文本段落:
-- -- --
从KMMLU-Redux到KMMLU-Pro:面向大语言模型评估的专业韩语基准套件
From KMMLU-Redux to KMMLU-Pro: A Professional Korean Benchmark Suite for LLM Evaluation
July 11, 2025
作者: Seokhee Hong, Sunkyoung Kim, Guijin Son, Soyeon Kim, Yeonjung Hong, Jinsik Lee
cs.AI
摘要
大型语言模型(LLMs)的发展需要涵盖学术领域及工业界的稳健基准,以有效评估其在现实场景中的适用性。本文中,我们引入了两个韩国专家级基准。KMMLU-Redux基于现有KMMLU重构而成,包含韩国国家技术资格考试题目,并剔除了关键错误以提高可靠性。KMMLU-Pro则依据韩国国家专业执照考试,旨在反映韩国的专业知识。实验表明,这些基准全面代表了韩国的工业知识。我们公开发布了该数据集。
-- -- --
任务指令: 接着这篇介绍KMMLU-Redux与KMMLU-Pro韩语基准的论文摘要,从最后一句之后往下续写。 这些记录是另一份独立材料,与上面的文章无关。

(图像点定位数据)
-- -- --
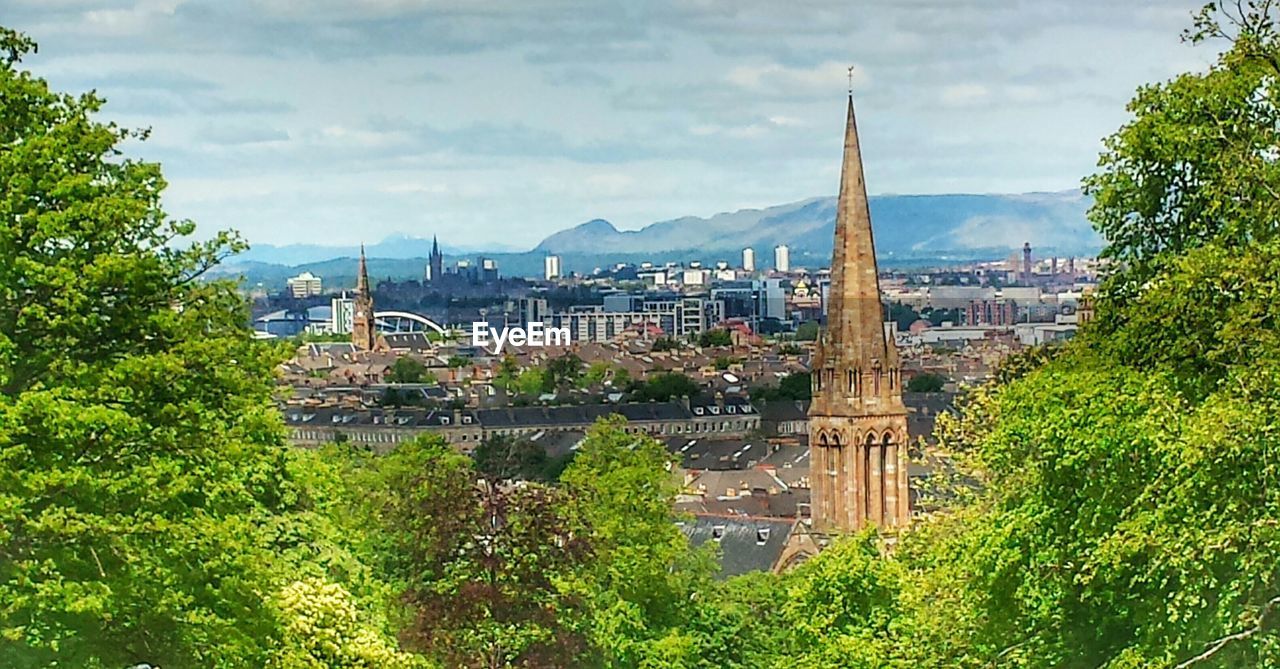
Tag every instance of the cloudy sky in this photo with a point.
(494, 123)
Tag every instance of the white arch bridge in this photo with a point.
(403, 321)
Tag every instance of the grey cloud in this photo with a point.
(579, 77)
(242, 134)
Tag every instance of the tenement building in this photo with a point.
(856, 420)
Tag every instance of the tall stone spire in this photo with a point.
(856, 418)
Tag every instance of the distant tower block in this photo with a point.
(1027, 262)
(435, 262)
(364, 328)
(551, 267)
(856, 421)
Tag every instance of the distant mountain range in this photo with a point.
(904, 225)
(909, 229)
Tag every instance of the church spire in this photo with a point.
(856, 420)
(855, 316)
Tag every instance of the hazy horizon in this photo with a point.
(501, 123)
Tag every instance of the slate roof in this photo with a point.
(709, 453)
(580, 415)
(746, 544)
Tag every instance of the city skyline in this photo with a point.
(355, 122)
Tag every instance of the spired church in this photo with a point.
(858, 438)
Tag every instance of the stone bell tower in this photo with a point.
(856, 420)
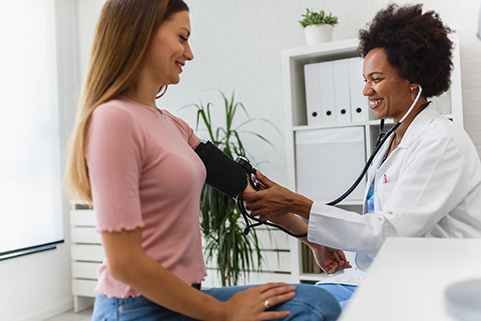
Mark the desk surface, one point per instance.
(408, 278)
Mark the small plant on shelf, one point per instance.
(313, 18)
(318, 26)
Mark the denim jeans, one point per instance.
(342, 292)
(310, 303)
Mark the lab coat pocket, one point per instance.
(383, 193)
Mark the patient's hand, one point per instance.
(329, 260)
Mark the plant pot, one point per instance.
(318, 34)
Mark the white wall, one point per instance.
(37, 286)
(237, 45)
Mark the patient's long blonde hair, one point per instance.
(122, 40)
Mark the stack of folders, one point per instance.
(309, 264)
(334, 92)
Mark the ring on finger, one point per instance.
(266, 304)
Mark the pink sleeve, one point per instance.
(114, 159)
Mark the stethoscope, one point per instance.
(381, 139)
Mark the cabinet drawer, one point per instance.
(85, 235)
(82, 218)
(85, 270)
(84, 287)
(91, 253)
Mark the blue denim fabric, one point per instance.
(342, 292)
(310, 303)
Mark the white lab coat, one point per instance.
(430, 186)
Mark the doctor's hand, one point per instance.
(329, 260)
(275, 201)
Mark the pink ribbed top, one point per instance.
(144, 173)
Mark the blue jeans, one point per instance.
(341, 292)
(310, 303)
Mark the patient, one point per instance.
(124, 157)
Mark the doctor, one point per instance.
(426, 179)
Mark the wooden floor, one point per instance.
(72, 316)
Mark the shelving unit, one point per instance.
(296, 121)
(87, 254)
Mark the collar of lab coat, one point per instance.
(416, 128)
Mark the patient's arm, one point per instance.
(329, 260)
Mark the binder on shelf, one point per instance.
(341, 91)
(313, 96)
(327, 95)
(328, 160)
(359, 103)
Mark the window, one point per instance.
(30, 162)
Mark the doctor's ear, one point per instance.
(413, 88)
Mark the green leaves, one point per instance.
(220, 219)
(317, 18)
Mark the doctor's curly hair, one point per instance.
(415, 42)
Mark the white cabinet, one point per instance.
(87, 254)
(304, 121)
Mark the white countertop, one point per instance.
(408, 278)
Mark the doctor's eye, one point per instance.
(182, 39)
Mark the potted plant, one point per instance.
(318, 26)
(221, 223)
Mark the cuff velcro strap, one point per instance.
(223, 173)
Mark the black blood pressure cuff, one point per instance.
(223, 173)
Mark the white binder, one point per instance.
(328, 102)
(359, 103)
(328, 161)
(313, 95)
(341, 89)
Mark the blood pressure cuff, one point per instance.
(223, 173)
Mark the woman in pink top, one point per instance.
(136, 164)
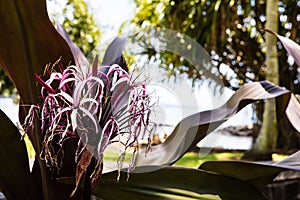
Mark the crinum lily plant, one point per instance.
(78, 110)
(100, 107)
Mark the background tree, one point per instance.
(232, 31)
(80, 25)
(267, 139)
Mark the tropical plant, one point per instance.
(24, 55)
(232, 32)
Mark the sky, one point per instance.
(176, 99)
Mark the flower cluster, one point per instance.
(100, 107)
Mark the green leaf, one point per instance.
(172, 183)
(256, 174)
(15, 178)
(192, 129)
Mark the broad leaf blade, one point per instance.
(172, 183)
(28, 42)
(192, 129)
(256, 174)
(15, 177)
(293, 112)
(79, 57)
(293, 161)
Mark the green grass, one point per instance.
(188, 160)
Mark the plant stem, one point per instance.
(87, 189)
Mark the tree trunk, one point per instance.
(267, 139)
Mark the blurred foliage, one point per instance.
(80, 25)
(232, 32)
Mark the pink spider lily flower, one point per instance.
(105, 106)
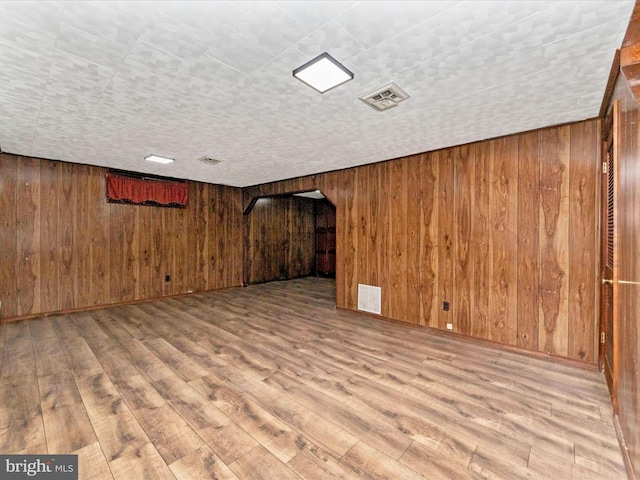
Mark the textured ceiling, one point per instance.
(106, 83)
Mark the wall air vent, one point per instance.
(209, 160)
(385, 97)
(370, 298)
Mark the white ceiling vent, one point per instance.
(209, 160)
(385, 97)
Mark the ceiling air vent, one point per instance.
(209, 160)
(385, 97)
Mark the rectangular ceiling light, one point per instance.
(158, 159)
(323, 73)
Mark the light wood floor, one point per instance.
(271, 382)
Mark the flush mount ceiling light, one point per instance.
(385, 97)
(158, 159)
(323, 73)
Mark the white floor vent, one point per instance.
(385, 97)
(369, 298)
-- -- --
本题答案:
English
The development of Large Language Models (LLMs) requires robust benchmarks
that encompass not only academic domains but also industrial fields to
effectively evaluate their applicability in real-world scenarios. In this
paper, we introduce two Korean expert-level benchmarks. KMMLU-Redux,
reconstructed from the existing KMMLU, consists of questions from the Korean
National Technical Qualification exams, with critical errors removed to enhance
reliability. KMMLU-Pro is based on Korean National Professional Licensure exams
to reflect professional knowledge in Korea. Our experiments demonstrate that
these benchmarks comprehensively represent industrial knowledge in Korea. We
release our dataset publicly available.